Task description -> Collect every line of the material below that contains the string "snowman", treating uppercase and lowercase letters as different.

Dataset rows ->
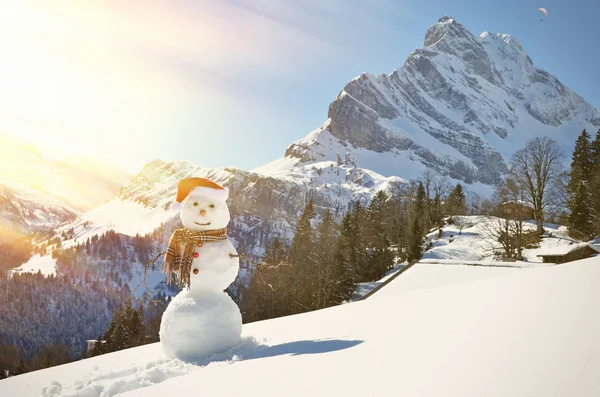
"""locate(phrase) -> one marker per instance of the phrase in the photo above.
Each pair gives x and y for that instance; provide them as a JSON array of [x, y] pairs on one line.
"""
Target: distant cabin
[[516, 210], [569, 253], [90, 345]]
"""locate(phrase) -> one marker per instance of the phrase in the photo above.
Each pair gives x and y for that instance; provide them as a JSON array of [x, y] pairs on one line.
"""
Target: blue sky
[[218, 82]]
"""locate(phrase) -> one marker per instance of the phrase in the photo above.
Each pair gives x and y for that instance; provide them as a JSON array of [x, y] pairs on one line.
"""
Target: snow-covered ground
[[434, 331], [362, 289], [45, 264], [472, 244]]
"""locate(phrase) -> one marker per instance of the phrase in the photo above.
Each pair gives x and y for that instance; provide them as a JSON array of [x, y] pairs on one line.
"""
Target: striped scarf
[[181, 263]]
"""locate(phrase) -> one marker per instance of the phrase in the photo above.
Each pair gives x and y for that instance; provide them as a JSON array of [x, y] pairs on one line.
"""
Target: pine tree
[[595, 182], [457, 203], [302, 258], [275, 252], [580, 219], [325, 260], [582, 162], [416, 232], [581, 186], [381, 257]]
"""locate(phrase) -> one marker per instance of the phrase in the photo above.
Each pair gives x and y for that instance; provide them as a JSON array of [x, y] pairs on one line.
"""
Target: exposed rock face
[[460, 106]]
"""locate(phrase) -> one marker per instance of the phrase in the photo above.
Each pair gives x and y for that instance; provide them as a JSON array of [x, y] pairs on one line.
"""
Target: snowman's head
[[202, 205]]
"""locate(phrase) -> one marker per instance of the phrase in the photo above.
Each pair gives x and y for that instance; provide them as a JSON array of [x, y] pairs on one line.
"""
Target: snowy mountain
[[25, 210], [437, 330], [461, 106], [262, 207]]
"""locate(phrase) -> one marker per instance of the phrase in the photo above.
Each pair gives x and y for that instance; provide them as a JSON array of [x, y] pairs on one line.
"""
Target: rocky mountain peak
[[459, 106]]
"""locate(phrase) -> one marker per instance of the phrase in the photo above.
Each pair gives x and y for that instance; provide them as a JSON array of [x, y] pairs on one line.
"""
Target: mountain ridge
[[461, 106]]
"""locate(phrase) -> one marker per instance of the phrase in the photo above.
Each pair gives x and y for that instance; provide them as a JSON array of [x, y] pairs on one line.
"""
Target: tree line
[[326, 259]]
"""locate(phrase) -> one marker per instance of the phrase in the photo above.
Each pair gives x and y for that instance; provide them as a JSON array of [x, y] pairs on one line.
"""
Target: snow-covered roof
[[564, 249]]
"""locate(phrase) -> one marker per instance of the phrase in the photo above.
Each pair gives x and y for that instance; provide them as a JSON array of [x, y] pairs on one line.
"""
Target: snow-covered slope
[[262, 207], [461, 106], [24, 209], [434, 331]]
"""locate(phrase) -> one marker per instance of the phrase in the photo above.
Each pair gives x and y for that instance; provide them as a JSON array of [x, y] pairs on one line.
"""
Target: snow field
[[435, 330]]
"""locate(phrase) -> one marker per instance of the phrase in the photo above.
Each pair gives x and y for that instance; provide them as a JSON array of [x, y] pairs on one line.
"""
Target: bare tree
[[535, 167]]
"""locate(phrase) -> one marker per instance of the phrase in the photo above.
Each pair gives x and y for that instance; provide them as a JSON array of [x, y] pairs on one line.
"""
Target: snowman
[[202, 319]]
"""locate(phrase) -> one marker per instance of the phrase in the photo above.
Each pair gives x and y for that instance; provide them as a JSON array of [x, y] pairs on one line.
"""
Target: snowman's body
[[204, 320]]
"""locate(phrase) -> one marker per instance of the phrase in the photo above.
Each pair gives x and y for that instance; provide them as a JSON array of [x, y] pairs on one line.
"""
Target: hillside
[[25, 210], [76, 182], [436, 330]]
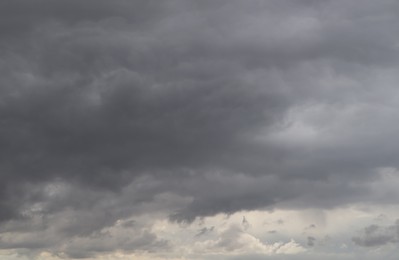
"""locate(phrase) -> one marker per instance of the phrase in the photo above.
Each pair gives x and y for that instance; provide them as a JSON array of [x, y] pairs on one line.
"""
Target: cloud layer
[[112, 111]]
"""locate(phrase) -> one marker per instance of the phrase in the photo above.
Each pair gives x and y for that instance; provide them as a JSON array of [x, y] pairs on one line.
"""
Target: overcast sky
[[199, 130]]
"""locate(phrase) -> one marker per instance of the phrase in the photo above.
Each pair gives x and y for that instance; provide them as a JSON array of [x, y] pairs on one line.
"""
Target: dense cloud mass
[[112, 111]]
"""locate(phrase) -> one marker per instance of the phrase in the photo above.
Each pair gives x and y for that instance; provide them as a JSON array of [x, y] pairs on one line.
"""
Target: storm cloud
[[115, 110]]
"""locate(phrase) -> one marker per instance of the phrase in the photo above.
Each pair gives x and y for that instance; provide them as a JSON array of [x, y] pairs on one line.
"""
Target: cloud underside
[[186, 110]]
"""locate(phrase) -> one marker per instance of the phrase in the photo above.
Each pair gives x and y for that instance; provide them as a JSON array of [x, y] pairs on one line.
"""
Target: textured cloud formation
[[111, 111], [375, 235]]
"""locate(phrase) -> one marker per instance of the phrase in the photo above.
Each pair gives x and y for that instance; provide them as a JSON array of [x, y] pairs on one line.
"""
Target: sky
[[199, 130]]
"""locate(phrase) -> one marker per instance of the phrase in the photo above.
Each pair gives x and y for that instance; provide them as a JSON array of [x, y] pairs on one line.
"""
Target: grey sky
[[182, 110]]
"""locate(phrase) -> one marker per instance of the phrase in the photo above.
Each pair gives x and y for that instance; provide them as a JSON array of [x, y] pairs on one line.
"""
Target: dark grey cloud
[[217, 106]]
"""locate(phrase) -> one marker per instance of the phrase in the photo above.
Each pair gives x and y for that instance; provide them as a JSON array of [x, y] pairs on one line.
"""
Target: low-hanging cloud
[[218, 106]]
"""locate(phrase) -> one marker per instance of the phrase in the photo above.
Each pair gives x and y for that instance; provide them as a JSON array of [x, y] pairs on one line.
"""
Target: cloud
[[183, 110], [376, 236]]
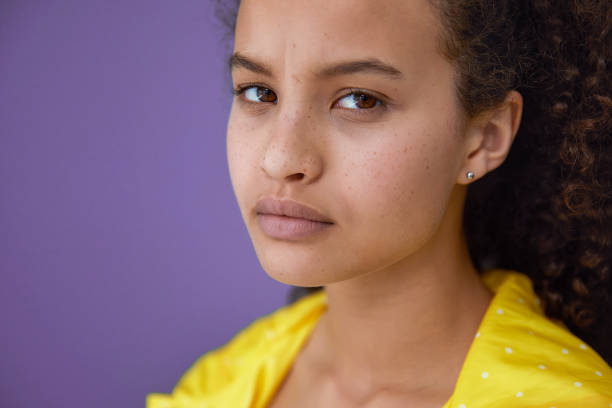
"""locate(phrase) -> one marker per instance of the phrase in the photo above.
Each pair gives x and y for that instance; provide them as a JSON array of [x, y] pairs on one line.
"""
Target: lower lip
[[288, 228]]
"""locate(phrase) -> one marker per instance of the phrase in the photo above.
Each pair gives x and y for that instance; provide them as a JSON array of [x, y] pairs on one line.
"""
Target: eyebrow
[[369, 65]]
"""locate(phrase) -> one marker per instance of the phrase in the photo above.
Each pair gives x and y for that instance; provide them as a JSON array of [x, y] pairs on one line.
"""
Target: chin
[[298, 267]]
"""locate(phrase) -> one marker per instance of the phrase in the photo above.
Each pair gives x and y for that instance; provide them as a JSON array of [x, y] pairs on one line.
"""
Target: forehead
[[298, 34]]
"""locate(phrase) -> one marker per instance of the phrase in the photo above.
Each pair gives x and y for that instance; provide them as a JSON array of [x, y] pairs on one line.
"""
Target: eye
[[257, 94], [358, 100]]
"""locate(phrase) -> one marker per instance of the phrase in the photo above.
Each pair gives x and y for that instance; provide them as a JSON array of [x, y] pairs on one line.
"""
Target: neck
[[412, 320]]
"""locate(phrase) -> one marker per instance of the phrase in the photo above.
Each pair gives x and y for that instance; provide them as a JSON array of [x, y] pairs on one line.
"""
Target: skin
[[404, 300]]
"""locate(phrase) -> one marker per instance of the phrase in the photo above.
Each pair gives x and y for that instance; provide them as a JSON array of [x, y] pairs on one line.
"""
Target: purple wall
[[123, 256]]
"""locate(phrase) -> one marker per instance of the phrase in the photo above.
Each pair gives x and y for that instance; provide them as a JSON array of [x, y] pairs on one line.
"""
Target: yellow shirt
[[519, 358]]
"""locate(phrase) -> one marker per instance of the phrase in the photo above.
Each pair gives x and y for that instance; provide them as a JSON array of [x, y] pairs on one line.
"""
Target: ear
[[489, 137]]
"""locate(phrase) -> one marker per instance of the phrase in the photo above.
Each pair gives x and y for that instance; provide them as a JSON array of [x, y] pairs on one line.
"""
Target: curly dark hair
[[547, 210]]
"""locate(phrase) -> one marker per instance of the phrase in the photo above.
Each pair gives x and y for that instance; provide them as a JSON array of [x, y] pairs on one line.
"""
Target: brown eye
[[359, 101], [266, 95], [365, 101], [257, 94]]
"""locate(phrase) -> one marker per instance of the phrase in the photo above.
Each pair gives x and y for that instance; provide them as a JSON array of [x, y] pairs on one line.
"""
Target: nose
[[292, 154]]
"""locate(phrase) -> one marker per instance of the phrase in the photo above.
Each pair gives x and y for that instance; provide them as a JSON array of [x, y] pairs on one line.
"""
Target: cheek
[[400, 190], [241, 156]]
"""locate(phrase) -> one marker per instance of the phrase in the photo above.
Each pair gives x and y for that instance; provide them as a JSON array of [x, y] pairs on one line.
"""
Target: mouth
[[289, 220]]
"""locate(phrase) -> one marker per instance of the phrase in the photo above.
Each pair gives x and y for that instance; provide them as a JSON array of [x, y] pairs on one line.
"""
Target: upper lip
[[289, 208]]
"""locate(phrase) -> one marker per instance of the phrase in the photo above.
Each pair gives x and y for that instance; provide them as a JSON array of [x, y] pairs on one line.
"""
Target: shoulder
[[238, 364], [523, 358]]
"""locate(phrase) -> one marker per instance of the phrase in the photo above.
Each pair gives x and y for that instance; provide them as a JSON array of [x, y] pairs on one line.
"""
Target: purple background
[[123, 256]]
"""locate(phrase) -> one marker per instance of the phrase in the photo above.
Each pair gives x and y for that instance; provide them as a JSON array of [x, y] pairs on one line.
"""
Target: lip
[[289, 220]]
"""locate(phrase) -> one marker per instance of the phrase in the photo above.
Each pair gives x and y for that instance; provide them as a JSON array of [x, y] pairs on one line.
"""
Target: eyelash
[[379, 103]]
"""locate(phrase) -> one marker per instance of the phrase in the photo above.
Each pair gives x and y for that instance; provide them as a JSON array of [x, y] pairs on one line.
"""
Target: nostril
[[296, 177]]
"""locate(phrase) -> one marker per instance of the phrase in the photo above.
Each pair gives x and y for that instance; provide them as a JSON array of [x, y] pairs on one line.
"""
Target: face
[[348, 108]]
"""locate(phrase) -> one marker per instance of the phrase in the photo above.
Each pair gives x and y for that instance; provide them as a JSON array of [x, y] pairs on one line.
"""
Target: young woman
[[443, 170]]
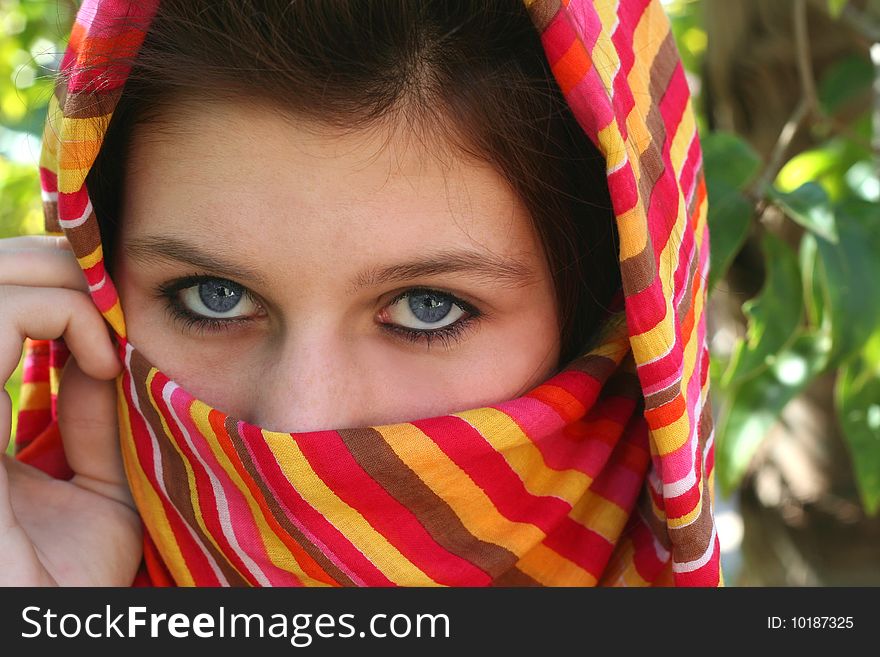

Written solution ->
Target: snowman's head
Target: snowman
Target: snowman's body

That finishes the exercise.